> **TEXT FOR ANALYSIS**
At the United Nations, support for Chinese positions on human rights jumped from 50 percent in 2000 to 74 percent in 2008, according to the European Council on Foreign Relations. The council also found that 41 countries that were Western-voting allies on human rights issues in the U.N. 10 years ago now support China and Russia. From Africa to Asia to Latin America, these include a notable list of Chinese commercial partners, some of the most undistinguished performers on the Failed States Index. Many of these same countries have joined to vigorously defend traditional sovereignty — a notion deeply important to Beijing because it fears and resents Western meddling in its internal affairs. Support for China and Russia on this issue has exceeded 80 percent in recent years.

China has also deployed this winning formula at the World Trade Organization (WTO). Within the WTO, Beijing has already put together an African coalition large enough to torpedo specific rules it opposes. But the strategic prize China is seeking in Geneva is official status as a market economy — a valuable legal and trade designation that prevents other countries from launching anti-dumping cases. Chinese companies stand to gain billions if Beijing’s diplomats can outmaneuver the United States and the European Union, which accuse China of unfair competitive practices and inadequate bankruptcy and intellectual-property laws. Egypt, Russia, South Africa, Venezuela, and dozens of other countries have proved happy to extend this designation to Beijing on bilateral terms in return for Chinese engagement. Now, China’s goal is to cobble together enough WTO votes from African and Latin American countries to see this protection expanded globally — while teaming up with India to sink the Doha round of trade talks, which threatens to swamp Chinese farmers with a flood of cheap imports.

China is also making great strides within a host of smaller multilateral organizations that don’t invite the United States and the European Union to join — obscure bodies like the East Asia Summit, the Forum on China-Africa Cooperation, and the Shanghai Cooperation Organization. In these venues, Chinese officials have not hesitated to combine soft power with a bit of muscle. African and Asian ambassadors have made off-the-record statements suggesting that China uses its aid and trade as leverage to make them tilt away from U.S. initiatives. If countries do not toe Beijing’s line or don’t abstain when asked, their economic projects could be put at risk…

Hopefully this bill which was just introduced in Congress will gain some ground, although it only addresses one small aspect of the problem:

US lawmakers have unveiled a new bill that would bar the government from buying any Chinese goods or services.

It’s the latest move by politicians angry at Beijing’s policy of buying only from domestic sources.

The prohibition would last until China signs on to the World Trade Organisation’s (WTO) “Agreement of Governmental Procurement”.

That agreement would enable Washington to challenge Beijing’s procurement rules.

The lawmakers complain that US firms cannot compete in China’s government procurement market, estimated at 500 billion US dollars.
On the other hand, they note that the US government buys Chinese tyres, ammunition, office equipment, and other items.

Democratic Senator Debbie Stabenow, who’s the bill’s lead author, says “China continues to discriminate against American businesses”.

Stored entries
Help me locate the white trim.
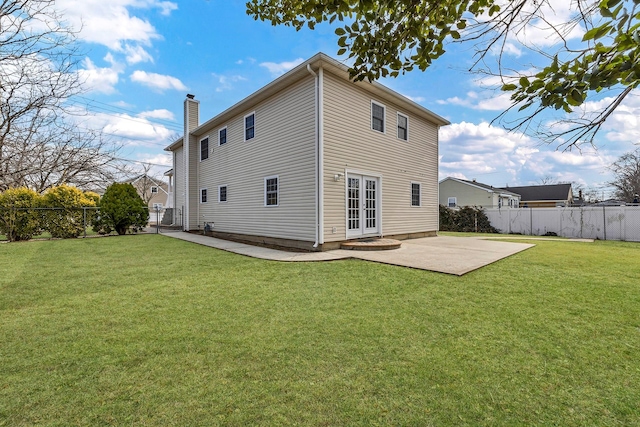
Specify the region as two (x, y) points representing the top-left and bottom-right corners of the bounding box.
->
(218, 184), (229, 203)
(198, 135), (211, 162)
(410, 181), (422, 208)
(396, 111), (409, 141)
(263, 175), (280, 208)
(369, 99), (387, 134)
(242, 110), (256, 142)
(218, 126), (229, 147)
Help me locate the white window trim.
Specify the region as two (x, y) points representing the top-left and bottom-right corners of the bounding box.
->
(396, 111), (409, 141)
(242, 111), (256, 142)
(263, 175), (280, 208)
(369, 99), (388, 134)
(409, 181), (422, 208)
(218, 126), (229, 147)
(218, 184), (229, 203)
(198, 135), (211, 162)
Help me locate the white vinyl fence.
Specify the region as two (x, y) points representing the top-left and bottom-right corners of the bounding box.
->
(484, 206), (640, 242)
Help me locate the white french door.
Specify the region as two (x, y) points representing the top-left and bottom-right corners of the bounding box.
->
(347, 174), (380, 239)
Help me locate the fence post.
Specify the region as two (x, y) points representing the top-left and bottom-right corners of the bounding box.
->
(602, 205), (607, 240)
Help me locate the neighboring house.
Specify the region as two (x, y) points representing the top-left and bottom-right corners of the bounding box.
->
(166, 53), (449, 250)
(504, 184), (573, 208)
(125, 174), (170, 212)
(438, 177), (520, 208)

> **EXERCISE DETAILS**
In the passage on China and international trade bodies, reproduce the text between "The lawmakers complain" and "and other items.", inclusive, swapping "office equipment" for "computer hardware".

> **RESPONSE FOR THIS EXERCISE**
The lawmakers complain that US firms cannot compete in China’s government procurement market, estimated at 500 billion US dollars.
On the other hand, they note that the US government buys Chinese tyres, ammunition, computer hardware, and other items.